• [Task]: Find the line containing "Each instance of the brick", then output it and every line after it through the end of the listing below, exactly as written.

• [Extracted records]:
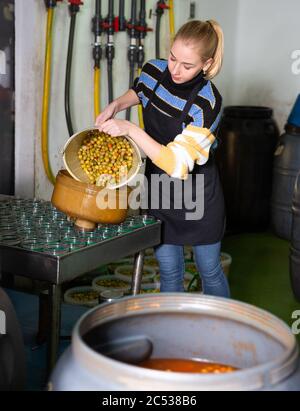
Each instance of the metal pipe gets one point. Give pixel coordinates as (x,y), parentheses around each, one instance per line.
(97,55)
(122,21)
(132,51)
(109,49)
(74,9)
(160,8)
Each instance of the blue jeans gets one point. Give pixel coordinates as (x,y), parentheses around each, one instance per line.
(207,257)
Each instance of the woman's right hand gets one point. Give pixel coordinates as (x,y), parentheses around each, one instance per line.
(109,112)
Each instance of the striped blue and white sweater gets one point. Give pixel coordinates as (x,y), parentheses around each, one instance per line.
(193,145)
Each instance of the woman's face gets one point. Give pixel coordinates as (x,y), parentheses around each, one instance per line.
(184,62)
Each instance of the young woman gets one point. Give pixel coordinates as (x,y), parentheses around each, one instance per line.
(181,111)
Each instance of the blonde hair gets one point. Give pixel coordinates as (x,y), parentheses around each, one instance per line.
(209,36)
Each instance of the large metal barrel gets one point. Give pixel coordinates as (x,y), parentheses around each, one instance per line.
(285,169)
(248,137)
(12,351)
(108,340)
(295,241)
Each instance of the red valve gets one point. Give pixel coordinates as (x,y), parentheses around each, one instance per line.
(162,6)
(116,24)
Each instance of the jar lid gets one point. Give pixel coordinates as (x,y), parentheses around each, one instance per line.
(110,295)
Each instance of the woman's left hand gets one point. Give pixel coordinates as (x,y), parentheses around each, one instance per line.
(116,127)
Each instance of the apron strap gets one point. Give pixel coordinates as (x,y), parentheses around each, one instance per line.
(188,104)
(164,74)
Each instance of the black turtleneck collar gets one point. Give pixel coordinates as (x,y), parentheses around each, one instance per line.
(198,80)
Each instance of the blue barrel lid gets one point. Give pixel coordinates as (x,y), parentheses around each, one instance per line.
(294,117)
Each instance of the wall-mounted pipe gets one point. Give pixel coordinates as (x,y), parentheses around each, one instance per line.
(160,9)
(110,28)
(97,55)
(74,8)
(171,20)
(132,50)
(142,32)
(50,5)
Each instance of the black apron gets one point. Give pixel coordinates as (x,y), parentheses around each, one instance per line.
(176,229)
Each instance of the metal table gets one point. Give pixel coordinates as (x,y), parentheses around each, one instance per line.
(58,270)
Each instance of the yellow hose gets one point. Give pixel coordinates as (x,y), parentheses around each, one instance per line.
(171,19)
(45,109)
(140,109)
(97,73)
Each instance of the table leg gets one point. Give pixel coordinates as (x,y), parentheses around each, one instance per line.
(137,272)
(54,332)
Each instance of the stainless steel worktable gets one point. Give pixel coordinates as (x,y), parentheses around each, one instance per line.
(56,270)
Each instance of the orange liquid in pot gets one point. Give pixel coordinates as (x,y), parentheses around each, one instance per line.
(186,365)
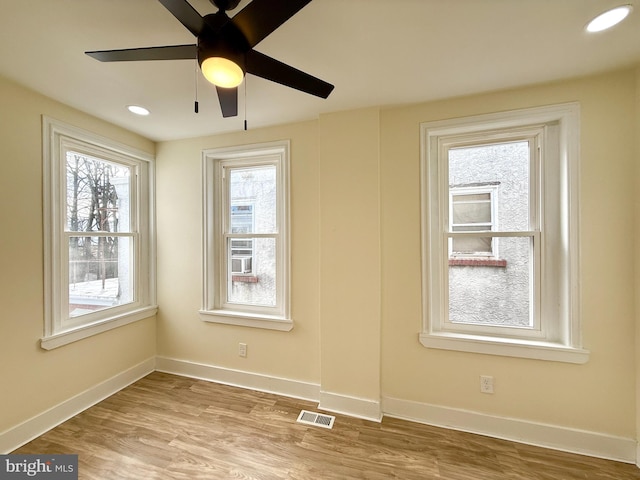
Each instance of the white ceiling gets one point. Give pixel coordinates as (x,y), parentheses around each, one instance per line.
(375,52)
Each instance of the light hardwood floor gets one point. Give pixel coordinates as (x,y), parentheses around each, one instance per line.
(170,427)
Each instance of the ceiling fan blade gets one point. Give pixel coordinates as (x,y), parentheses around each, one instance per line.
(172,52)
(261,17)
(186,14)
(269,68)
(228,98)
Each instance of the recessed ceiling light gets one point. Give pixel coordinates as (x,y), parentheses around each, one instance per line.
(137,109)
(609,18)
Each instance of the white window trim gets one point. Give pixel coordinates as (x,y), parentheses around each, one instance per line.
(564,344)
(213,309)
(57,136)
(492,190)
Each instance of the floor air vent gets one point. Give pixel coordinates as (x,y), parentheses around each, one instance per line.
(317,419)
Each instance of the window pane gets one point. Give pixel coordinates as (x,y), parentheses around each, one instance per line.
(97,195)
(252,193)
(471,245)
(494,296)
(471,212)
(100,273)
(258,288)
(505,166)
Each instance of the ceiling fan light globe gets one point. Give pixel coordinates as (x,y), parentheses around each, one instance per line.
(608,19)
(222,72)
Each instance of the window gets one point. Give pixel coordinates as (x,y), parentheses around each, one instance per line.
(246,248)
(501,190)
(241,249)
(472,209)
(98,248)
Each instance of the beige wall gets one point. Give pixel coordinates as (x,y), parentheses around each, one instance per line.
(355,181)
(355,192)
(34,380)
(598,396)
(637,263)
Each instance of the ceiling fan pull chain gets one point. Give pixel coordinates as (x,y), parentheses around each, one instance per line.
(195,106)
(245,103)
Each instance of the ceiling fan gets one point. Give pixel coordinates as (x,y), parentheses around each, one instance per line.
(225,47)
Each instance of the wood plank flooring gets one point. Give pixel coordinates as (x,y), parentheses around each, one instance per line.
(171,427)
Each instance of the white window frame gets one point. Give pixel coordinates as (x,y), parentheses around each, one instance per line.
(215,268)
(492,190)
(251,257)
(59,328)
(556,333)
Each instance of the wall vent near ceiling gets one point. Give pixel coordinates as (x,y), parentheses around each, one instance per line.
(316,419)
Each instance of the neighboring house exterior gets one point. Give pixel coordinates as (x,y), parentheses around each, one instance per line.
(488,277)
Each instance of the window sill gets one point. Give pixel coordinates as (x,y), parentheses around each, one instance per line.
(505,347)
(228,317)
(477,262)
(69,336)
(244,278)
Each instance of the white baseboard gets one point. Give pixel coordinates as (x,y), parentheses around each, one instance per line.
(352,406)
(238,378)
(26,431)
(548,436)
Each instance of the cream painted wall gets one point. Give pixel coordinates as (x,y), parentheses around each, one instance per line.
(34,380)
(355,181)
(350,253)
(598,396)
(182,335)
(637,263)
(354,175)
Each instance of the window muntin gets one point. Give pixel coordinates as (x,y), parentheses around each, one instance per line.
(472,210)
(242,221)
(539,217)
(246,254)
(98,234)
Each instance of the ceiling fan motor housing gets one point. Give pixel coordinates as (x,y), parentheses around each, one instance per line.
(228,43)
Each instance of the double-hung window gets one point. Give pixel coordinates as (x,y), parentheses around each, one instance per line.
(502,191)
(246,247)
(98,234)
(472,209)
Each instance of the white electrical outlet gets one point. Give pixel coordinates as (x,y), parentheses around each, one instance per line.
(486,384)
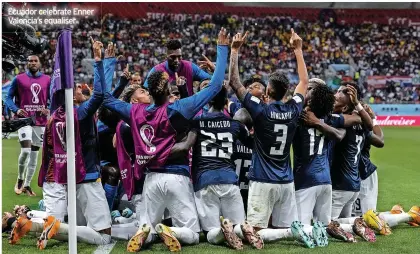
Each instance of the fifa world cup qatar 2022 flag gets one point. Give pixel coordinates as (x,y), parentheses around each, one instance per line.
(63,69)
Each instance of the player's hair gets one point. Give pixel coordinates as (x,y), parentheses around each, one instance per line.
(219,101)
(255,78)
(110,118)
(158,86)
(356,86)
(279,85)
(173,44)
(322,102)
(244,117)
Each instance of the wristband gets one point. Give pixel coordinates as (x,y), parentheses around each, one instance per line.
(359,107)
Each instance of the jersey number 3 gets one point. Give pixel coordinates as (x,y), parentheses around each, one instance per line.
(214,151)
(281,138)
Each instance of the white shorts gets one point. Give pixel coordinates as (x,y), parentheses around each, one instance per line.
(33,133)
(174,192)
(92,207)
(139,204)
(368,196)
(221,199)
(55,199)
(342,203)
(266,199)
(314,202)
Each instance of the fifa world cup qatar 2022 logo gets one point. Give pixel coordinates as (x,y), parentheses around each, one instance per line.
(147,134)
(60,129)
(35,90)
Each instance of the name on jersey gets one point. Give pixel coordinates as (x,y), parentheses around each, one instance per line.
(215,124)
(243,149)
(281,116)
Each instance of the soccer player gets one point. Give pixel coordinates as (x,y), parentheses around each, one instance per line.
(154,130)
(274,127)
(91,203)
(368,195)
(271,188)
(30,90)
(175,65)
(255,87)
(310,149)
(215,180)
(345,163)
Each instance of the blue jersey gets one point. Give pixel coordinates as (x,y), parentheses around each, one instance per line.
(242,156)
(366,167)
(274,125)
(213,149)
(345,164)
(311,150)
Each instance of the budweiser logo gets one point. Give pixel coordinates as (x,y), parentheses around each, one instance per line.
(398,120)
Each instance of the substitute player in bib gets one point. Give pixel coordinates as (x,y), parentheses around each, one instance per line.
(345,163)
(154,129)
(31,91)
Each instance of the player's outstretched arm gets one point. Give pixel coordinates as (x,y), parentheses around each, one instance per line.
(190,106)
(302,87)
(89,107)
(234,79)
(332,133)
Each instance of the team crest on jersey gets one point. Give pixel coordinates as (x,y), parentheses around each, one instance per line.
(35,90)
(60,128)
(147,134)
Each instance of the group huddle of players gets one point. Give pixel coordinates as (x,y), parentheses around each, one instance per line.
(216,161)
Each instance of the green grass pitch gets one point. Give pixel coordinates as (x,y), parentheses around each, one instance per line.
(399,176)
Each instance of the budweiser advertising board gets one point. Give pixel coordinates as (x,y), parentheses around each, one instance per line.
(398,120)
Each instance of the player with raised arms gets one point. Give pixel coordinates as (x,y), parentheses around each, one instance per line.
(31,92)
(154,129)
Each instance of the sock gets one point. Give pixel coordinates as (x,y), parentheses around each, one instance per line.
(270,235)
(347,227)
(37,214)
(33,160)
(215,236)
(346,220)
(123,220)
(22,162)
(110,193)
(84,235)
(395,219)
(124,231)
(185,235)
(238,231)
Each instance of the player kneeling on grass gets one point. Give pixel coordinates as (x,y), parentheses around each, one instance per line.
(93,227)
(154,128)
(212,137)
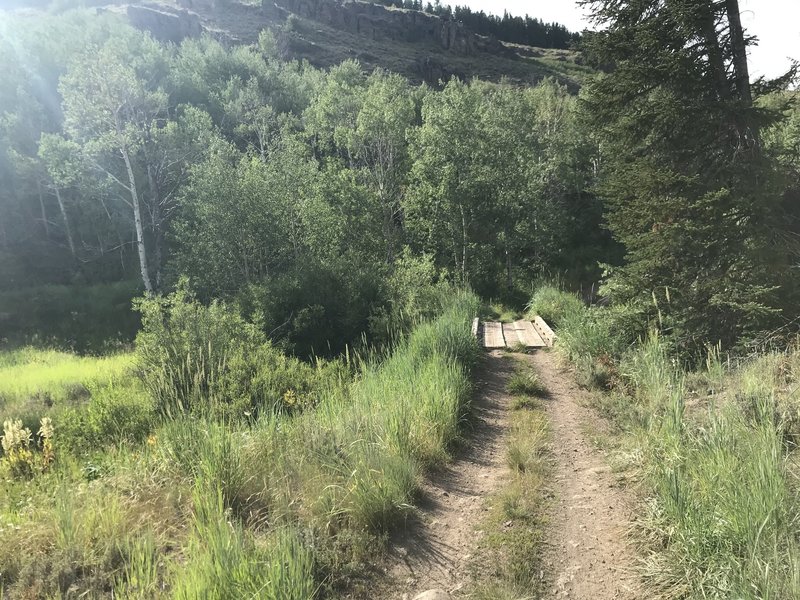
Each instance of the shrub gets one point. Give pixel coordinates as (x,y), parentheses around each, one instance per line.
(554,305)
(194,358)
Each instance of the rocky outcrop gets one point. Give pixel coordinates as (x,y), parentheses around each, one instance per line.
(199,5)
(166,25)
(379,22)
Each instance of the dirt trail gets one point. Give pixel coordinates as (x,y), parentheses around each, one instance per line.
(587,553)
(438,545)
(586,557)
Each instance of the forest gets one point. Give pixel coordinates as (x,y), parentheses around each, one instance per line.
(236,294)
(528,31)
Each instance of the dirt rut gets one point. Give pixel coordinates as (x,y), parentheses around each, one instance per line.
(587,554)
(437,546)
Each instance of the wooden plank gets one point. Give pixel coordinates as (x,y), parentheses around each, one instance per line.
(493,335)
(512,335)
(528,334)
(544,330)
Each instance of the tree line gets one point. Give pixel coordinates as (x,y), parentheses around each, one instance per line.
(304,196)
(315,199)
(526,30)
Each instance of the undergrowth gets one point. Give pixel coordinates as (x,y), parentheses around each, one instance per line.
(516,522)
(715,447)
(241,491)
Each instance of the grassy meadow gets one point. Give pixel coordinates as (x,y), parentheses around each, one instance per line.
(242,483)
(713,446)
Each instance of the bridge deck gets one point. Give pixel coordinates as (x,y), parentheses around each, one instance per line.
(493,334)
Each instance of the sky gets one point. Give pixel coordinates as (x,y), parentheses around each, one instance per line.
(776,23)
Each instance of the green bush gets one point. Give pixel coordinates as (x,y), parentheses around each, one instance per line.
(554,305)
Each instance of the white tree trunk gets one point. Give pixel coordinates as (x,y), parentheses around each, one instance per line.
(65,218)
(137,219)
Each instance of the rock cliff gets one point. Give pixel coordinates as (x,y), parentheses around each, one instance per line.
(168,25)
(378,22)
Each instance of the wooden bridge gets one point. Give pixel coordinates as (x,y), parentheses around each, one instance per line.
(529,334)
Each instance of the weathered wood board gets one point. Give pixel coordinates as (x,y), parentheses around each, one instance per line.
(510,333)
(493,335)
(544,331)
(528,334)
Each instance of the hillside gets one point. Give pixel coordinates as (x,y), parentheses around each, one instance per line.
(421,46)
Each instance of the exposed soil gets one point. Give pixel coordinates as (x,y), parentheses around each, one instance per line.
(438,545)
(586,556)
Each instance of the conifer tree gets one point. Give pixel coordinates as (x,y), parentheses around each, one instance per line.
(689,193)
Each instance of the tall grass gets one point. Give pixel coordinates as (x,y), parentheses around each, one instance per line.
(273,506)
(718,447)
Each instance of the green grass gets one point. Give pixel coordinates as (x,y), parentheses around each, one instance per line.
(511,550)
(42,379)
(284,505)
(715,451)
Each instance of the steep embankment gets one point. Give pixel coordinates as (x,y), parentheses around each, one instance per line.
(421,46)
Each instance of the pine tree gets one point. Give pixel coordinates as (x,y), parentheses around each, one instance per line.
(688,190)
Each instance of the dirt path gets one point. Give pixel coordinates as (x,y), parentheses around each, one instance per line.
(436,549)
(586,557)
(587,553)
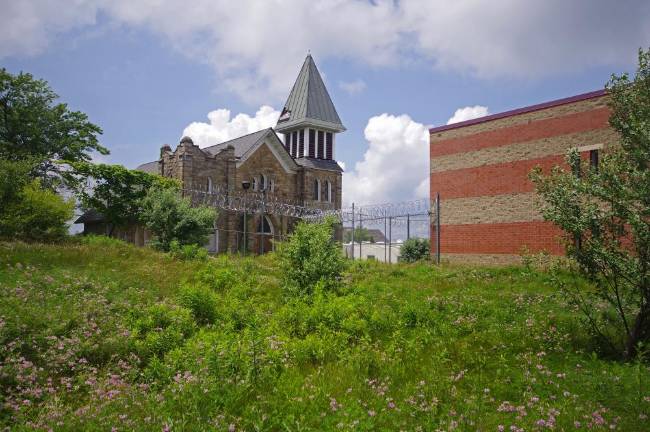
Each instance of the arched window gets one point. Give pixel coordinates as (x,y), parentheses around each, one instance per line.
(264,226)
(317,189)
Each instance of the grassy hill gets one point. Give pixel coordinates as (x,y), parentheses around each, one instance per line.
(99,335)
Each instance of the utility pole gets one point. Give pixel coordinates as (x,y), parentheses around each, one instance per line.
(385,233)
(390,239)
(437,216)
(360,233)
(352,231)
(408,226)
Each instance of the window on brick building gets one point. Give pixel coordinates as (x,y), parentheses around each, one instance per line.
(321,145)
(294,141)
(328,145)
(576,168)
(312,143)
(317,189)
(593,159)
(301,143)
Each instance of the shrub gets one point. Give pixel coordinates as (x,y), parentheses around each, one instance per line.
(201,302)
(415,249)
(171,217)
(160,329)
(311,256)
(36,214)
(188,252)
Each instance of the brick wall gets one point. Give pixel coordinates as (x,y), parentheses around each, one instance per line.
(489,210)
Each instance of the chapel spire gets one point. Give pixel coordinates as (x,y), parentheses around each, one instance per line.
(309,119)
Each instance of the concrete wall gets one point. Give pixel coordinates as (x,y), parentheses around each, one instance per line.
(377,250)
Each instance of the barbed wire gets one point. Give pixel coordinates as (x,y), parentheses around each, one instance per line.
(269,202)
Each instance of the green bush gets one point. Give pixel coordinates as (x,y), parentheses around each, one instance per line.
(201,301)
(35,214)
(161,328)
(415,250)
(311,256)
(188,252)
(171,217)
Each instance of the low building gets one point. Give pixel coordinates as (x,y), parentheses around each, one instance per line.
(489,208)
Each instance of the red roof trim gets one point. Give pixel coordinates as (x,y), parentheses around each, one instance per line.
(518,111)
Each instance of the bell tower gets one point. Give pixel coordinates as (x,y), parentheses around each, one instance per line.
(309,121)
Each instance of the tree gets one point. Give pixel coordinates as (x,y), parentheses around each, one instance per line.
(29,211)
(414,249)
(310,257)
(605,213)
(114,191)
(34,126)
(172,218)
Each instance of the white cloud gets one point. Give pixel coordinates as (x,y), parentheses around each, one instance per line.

• [Result]:
Each instance of the brick wall gets one point. Give pixel coordinates as (x,y), parentheses around each, one instance per line.
(489,210)
Each instance of the chapel spire gets one point. Give pixel coordinates as (x,y), parentheses around each, one instance per line.
(309,119)
Each instance of the concrete wall gets one point. Give pixel coordinates as (x,y), parentheses around each, one instance per line.
(377,250)
Each instance of the barbed wire gets one point. Give pixel coordinates as (x,y), parentheses around each, one instance per line.
(269,202)
Each instance of the green bush gets one point. Give pixel coordinates as (x,y), parentheses around each, one instance per line.
(201,301)
(35,214)
(161,328)
(415,250)
(311,256)
(188,252)
(171,217)
Each instance of the low building gets one point. Give pixel coordinates as (x,y), parentheses around each, one instance per line.
(489,208)
Each instance of the red roof trim gets one point. Give pixel coordinates as (x,y), parentheses around each, one instance per line.
(518,111)
Each instance of the bell tower gets one point. Give pixel coordinates as (x,y), parentheses around each, one instance per line.
(309,121)
Each instance of the tree gets one point. Give pixel coordinates as (x,y), parentheses around each, one instance per line.
(29,211)
(414,249)
(310,257)
(605,213)
(114,191)
(34,126)
(172,218)
Each instance of the white cloud gets one point. Give pixel coordinates as (x,y), parentheses around each, one instance per line.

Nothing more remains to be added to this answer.